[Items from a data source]
+---+
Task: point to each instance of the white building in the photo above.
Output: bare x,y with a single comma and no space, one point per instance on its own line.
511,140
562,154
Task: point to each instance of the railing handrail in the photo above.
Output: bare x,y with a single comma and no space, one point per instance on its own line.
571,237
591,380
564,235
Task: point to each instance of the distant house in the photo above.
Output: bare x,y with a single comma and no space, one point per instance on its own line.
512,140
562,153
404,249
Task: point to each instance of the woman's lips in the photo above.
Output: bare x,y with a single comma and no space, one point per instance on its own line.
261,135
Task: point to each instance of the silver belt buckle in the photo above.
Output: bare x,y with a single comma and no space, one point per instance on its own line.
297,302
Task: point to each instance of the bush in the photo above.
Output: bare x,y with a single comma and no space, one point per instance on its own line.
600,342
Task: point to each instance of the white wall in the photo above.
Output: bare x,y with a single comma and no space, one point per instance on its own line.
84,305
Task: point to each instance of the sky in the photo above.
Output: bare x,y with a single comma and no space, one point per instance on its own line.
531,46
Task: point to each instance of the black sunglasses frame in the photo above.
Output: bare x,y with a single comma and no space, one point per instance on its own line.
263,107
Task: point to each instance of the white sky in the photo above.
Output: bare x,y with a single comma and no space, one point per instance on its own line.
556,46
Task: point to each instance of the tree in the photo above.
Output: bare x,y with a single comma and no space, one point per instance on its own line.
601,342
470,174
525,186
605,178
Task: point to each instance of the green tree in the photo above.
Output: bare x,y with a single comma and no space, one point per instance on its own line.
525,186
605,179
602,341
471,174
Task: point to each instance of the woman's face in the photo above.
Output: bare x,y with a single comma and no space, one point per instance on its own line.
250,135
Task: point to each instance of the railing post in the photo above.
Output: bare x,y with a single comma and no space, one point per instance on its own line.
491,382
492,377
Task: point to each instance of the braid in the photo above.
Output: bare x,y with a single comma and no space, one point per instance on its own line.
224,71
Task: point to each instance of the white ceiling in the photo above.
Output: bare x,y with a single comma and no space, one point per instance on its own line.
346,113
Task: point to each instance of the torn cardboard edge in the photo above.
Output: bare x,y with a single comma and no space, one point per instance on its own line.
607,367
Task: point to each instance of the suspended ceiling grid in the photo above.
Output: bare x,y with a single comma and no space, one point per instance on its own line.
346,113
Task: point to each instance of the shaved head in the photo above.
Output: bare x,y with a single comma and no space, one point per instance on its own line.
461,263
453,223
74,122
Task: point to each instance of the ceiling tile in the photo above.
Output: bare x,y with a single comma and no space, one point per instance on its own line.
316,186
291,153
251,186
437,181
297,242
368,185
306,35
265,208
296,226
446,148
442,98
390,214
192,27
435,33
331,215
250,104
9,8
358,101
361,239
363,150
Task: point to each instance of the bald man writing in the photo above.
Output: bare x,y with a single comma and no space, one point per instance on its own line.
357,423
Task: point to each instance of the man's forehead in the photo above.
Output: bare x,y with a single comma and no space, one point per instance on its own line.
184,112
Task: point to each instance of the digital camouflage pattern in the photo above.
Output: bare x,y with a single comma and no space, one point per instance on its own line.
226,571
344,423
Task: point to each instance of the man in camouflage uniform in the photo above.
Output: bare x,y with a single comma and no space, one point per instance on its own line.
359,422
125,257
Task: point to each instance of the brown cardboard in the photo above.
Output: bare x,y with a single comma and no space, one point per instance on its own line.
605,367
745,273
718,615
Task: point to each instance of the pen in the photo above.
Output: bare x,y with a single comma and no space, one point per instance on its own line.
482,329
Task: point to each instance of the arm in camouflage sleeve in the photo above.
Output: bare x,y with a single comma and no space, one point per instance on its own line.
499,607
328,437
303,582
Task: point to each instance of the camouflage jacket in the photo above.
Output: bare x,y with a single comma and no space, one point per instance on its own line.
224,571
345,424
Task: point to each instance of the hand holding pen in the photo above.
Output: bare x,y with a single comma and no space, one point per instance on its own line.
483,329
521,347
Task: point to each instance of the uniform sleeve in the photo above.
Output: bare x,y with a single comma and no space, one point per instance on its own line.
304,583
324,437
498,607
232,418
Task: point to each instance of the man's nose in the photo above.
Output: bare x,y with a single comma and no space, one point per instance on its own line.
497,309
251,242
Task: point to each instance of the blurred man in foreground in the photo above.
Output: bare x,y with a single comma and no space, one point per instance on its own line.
+---+
### The problem
Copy the data above in full, character for character.

### Exercise answer
Task: point to each instance of the white building in the photo above.
Output: bare x,y with a single comma and no space, one point per instance on its own line.
511,140
562,154
Task: point to each instance of the railing handrail in the photo above.
Output: bare x,y with a single comma and no space, one point per instance on its own line.
571,237
591,380
564,235
Task: point to each instance of the distant house in the photo above.
Output: bare x,y with a single comma and no space, one point per instance on its own line.
512,140
562,153
404,249
Task: point to each instance of the woman's lips in the photo above.
Output: bare x,y with a single comma and no space, one point per instance on its own line.
261,135
Task: point to each instance of the silver belt buckle in the photo above.
Output: bare x,y with a single comma and no space, one point per instance on its own line.
297,302
Task: point to each instance of the bush in the photo above.
Output: bare x,y with a single comma and no space, one point per instance on its own line.
600,342
Task: point to each instance of the white wall in the photo above.
Output: bare x,y with a single comma and no space, one point per instance on its own line.
84,305
Task: point to each instance of the sky in the photo above.
Output: bare x,y with a single comma and no space, one point per instance on its own line.
531,46
Task: point to each instance of the black sunglasses frame in the photo above.
Output: bare x,y with a single comma and no space, one point per instance on its own line.
263,107
Task: point to each instance of the white sky in the photo above.
Output: bare x,y with a single comma and no space, one point per instance on its own line.
556,46
Task: point to each instance of the tree in the photo above.
Output: bare x,y with a single comma and no space, one point per instance on its own line.
601,342
470,174
525,186
605,178
Task: point to each instance of the green tree in the photo above.
Output: bare x,y with a single comma and no space, one point per instance on its own line.
525,186
605,179
602,341
471,174
Task: point to each instance of the woman's face in the photo above.
Output: bare x,y with a single comma and no space, one point per instance on its own line.
250,135
Task: point to each instance of the railing post in the photo above.
Output: bare x,y with a single comma and no space, one point per instance on its own line.
491,382
492,377
Task: point to each instance of the braid in the photo above.
Output: bare x,y with a single comma and no space, one point per instance on its own line.
224,71
Task: point to each instance of the white ceiling in the photo above.
Output: bare x,y with a single comma and no space, one point per instance on its own line.
346,113
Task: point to each instance of the torn cardboard edge in the photo above.
Output: bare x,y with a single comma and no space, one point per instance on its own line.
607,367
Task: point to each instance of the suspended ceiling grid in the photo above.
Output: bare x,y with a single comma and no space, one point per instance on its own line.
346,113
Task: point to each instance of the shaved head in the photo above.
Output: bare x,y with a single comma and no space, one point per instance on its own line.
461,263
453,223
74,122
Task: point to each instance of the ceiling tile in the photo above.
Output: bare x,y with a single comma and no space, one point per instance on its own line.
316,186
291,153
251,186
437,181
297,242
368,185
306,35
265,208
296,226
446,148
442,98
390,214
192,27
435,33
331,215
250,104
9,8
358,101
361,239
363,150
Task: point to each instance of the bald man writing in the photo above.
Output: bare x,y with a single comma and no space, one point per instance on its own line.
357,423
Task: point to each instance of the man's forehead in the photo above.
Output: bare x,y with a single comma and no space, one point per instance on its own line.
184,112
Task: point to each instance of the digital camouflage pattern in the photo above.
Output: bare x,y with a single comma and no space, one point per instance on its own line.
226,571
344,423
Task: point to each instance of the man in camouflage uniform in the photo above.
Output: bare x,y with a single comma and no space, one point per instance on its own line.
359,422
125,257
Task: point to each instance of the brown cardboard in the photo above.
Output: bare x,y with a single comma and no space, one point per instance on its own line.
605,367
745,273
718,615
Task: point to each instance of the pen in the photo above.
Output: bare x,y with a single comma and no space, one point per instance on its own line.
482,329
Task: point to each instance of the arm in camouflage sleeve in the photo above.
Output: bare x,y with a single comma and no space, one point per instance on its own line.
499,607
328,437
303,582
Task: point to each instance of the camouflage jacket in the photo above.
Output: bare x,y with a single comma and no space, one point per instance on its own line.
224,571
345,424
Task: point to each instance of the hand holding pen in the photo above.
Output: bare x,y with a single comma and no space, one point per instance on its own line.
483,329
521,347
Task: point to each instance of the uniform sleeve in the photo above.
Output: bare x,y with a single comma and no space, one point per instance on its own line.
304,583
324,437
498,607
232,418
Task: point to each instance of the man's nose in the photo above.
Output: bare x,y with a single comma and no space, one point per instance on its own line.
497,309
251,242
Task: point to each instance of the blurred man in foreground in the photo above.
Output: bare x,y with a single comma and no space, one point per instance on its own line.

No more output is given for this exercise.